● **Instructions for the task**
Transcribe precisely those lines of the listing that fall between the line containing "Please place a point on the player's bare" and the last line, inclusive of both.

[Source data]
— begin —
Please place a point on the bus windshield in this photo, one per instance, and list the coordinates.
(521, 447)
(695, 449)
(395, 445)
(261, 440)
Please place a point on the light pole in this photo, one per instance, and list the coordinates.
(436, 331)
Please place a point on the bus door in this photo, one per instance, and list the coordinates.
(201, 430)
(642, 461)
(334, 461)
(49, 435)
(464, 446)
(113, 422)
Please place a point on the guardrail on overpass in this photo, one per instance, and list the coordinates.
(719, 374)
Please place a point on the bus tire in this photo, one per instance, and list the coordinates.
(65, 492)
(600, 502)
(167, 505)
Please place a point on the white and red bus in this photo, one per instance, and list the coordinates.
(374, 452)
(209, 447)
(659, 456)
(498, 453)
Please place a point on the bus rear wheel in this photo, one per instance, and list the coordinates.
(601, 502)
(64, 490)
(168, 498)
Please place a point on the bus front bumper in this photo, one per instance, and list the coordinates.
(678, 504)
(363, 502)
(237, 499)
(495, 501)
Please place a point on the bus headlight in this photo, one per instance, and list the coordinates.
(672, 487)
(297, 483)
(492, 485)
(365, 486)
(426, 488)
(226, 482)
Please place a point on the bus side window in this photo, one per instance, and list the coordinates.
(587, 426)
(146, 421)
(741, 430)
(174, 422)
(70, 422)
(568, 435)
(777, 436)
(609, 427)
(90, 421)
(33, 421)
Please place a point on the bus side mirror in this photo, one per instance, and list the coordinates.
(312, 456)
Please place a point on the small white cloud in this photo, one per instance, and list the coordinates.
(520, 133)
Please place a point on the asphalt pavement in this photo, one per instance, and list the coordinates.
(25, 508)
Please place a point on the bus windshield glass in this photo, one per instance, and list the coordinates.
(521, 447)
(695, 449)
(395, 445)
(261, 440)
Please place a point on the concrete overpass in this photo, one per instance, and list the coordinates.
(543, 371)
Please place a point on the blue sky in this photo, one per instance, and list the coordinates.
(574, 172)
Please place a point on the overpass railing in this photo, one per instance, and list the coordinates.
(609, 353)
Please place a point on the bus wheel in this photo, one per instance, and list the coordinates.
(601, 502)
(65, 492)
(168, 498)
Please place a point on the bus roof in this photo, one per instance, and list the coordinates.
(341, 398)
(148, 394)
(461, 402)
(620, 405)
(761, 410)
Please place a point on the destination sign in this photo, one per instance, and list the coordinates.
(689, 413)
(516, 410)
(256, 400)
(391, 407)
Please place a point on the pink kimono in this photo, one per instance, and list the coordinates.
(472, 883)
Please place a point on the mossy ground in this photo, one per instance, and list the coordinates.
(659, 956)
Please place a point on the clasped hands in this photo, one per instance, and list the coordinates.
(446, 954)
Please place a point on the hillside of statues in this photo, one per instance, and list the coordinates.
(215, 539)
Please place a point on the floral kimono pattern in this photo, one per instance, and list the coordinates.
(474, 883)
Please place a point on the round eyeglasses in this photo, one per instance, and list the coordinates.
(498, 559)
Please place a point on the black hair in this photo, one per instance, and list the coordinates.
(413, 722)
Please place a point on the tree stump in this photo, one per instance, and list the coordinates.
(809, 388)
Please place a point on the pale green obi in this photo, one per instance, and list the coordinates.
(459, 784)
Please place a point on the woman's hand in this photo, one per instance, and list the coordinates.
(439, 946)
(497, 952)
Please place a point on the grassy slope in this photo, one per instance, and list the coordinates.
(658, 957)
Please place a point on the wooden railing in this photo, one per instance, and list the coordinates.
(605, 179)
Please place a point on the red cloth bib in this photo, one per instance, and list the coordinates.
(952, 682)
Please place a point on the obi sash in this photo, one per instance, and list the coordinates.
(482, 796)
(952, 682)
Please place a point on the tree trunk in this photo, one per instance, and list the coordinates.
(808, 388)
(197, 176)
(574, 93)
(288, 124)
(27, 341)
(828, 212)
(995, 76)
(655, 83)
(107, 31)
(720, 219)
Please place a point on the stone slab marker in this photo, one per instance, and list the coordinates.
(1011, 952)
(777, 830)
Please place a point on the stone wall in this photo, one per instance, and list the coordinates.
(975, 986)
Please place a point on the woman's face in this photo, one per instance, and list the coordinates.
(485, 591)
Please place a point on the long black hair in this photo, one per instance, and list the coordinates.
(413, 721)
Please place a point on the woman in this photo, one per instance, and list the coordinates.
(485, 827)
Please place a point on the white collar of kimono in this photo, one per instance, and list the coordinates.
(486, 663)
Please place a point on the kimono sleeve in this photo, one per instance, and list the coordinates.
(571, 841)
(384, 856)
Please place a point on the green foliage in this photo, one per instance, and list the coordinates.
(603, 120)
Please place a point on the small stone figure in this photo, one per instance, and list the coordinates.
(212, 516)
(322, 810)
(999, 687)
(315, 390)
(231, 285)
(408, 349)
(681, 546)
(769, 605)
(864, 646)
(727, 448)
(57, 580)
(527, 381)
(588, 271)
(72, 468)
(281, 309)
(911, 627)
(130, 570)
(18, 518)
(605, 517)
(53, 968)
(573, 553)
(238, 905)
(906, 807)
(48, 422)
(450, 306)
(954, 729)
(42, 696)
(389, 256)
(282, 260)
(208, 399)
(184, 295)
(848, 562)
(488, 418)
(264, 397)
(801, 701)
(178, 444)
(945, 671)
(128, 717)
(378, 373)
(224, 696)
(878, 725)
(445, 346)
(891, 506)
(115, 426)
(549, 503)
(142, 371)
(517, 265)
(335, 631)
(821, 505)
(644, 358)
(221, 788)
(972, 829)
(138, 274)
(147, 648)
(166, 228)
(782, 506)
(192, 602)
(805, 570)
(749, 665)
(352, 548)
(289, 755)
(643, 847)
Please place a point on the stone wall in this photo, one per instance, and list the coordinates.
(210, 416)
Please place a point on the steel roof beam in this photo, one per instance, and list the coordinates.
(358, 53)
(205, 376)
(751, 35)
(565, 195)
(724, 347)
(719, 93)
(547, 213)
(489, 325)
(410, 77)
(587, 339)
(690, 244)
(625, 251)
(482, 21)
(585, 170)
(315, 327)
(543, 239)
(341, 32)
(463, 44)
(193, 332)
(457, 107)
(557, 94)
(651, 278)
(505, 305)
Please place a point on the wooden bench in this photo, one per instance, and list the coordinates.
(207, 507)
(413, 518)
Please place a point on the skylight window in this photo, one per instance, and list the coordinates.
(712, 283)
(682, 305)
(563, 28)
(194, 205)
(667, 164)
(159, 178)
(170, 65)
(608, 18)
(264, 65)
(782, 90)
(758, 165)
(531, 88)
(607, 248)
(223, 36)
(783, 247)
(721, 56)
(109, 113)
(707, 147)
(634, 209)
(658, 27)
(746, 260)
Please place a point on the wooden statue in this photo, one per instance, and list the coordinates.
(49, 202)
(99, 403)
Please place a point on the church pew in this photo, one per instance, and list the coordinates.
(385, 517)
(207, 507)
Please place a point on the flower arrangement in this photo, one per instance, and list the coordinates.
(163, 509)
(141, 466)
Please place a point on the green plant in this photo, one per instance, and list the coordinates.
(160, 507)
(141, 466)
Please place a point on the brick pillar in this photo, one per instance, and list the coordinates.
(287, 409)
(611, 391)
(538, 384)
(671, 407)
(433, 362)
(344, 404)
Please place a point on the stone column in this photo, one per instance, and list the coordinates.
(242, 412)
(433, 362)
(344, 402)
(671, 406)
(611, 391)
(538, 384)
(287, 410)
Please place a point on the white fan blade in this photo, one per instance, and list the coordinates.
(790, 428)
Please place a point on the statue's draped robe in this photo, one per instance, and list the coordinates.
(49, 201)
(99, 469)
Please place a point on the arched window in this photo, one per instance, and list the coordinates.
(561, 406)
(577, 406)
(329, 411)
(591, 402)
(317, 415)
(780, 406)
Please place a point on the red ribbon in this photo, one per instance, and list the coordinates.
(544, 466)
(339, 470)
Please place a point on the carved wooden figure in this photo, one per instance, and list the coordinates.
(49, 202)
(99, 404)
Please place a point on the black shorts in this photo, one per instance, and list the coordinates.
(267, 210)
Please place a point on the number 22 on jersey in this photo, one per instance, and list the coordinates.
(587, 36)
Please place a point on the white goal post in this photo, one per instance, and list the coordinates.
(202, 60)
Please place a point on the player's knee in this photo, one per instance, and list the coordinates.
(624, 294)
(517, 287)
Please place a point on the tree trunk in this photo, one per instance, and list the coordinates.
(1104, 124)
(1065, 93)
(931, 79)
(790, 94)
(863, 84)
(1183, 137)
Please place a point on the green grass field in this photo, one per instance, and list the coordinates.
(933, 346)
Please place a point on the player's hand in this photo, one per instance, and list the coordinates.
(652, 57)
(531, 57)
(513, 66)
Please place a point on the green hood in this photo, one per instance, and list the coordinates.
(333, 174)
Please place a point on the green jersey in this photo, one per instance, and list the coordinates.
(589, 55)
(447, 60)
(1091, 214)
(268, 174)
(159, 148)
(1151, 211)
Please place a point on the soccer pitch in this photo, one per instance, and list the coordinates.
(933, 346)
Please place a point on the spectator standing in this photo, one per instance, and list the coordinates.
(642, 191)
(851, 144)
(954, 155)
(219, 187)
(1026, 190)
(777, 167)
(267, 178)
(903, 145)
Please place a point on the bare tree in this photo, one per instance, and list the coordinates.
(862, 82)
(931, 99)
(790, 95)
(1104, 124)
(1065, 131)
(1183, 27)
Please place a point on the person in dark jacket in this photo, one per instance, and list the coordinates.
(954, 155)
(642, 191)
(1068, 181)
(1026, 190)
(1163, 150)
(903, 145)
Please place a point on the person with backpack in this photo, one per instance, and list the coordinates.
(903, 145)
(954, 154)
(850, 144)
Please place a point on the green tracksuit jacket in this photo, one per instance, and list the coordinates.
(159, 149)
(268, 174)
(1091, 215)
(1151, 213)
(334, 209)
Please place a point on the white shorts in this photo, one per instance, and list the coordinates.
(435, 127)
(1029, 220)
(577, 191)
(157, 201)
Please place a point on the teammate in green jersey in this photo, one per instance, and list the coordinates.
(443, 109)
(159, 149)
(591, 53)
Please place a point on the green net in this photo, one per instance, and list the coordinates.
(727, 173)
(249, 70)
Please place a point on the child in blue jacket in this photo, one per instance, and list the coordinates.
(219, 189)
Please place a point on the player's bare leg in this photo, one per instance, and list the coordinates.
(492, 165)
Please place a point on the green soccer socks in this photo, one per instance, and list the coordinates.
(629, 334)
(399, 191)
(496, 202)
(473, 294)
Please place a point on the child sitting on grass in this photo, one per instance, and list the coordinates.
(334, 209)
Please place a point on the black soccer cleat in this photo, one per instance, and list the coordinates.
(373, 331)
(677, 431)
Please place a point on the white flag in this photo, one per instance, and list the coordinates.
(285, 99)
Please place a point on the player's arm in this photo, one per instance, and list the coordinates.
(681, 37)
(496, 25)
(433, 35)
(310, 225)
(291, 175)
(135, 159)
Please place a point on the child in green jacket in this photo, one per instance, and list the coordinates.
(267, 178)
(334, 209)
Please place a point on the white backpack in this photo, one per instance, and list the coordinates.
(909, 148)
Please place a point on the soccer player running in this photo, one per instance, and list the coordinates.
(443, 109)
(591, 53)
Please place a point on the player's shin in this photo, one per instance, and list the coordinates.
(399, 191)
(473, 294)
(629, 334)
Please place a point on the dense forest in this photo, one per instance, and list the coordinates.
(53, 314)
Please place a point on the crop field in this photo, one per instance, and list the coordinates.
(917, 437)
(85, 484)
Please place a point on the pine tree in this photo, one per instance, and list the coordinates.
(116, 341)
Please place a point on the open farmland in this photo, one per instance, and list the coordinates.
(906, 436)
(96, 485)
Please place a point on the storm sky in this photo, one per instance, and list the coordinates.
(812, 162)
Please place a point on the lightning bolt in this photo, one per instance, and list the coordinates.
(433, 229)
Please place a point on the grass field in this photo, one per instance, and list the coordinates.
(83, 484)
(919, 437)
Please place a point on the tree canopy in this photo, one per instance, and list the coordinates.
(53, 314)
— end —
● **Result below**
Please place a point on the player's bare leg in this photo, one per instance, and list the coordinates.
(492, 165)
Please place a point on the green soccer socks in this photo, one per instance, and list the coordinates.
(629, 334)
(399, 191)
(496, 202)
(473, 294)
Please place a point on the child sitting on grass in this photo, one per instance, and list the coordinates.
(334, 209)
Please place a point on the black soccer cleat in this photo, one per instance, and list the coordinates.
(373, 331)
(677, 431)
Please place a point on the white flag in this photo, one per instance, and list the coordinates.
(285, 99)
Please place a point on the player's arm in this photo, one per instance, and list the coordinates.
(681, 37)
(496, 25)
(433, 35)
(310, 225)
(291, 175)
(135, 159)
Please place a point on the child in green jacket in this photo, one per instance, and list the coordinates.
(267, 178)
(334, 209)
Please place a point on the white backpack in this photo, one per instance, and list the coordinates.
(909, 148)
Please place a point on the soccer player running in this photo, one per instance, and list the coordinates.
(443, 109)
(591, 53)
Please place a point on the player's shin in this photo, one per instance, and list the coordinates.
(399, 191)
(473, 294)
(629, 334)
Please place a point on the dense forest in this photo, one per instance, and list the coordinates.
(53, 314)
Please place a point on the crop field in this photo, one per instance, and list the coordinates.
(917, 437)
(85, 484)
Please place a point on the pine tree in this photo, one per instance, and list the coordinates.
(116, 341)
Please place a point on the open farmland in this photo, one per instance, and list the coordinates.
(906, 436)
(96, 485)
Please place a point on the storm sky in this photo, one per instance, and list the coordinates.
(812, 162)
Please place a point on the lightning bolt in this photo, one per instance, and list the coordinates.
(433, 229)
Please place a point on the grass field in this photo, one per instance, and list the coordinates.
(83, 484)
(919, 437)
Please place a point on the tree canopy in this photo, one per instance, and list the coordinates.
(53, 314)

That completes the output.